Please recast the records below as a numbered list, leaving out any blank lines.

# Start of Information supplied

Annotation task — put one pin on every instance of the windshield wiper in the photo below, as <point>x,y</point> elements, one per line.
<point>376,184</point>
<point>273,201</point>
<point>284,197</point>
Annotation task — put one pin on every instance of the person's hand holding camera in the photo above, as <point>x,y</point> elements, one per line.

# End of Information supplied

# Finished task
1. Annotation task — put one pin on every instance of the windshield wiper in the photo below, as <point>x,y</point> elements, one per line.
2. <point>376,184</point>
3. <point>273,201</point>
4. <point>284,197</point>
5. Annotation task — put one pin on every instance of the person's hand holding camera in the photo above, as <point>x,y</point> elements, one per line.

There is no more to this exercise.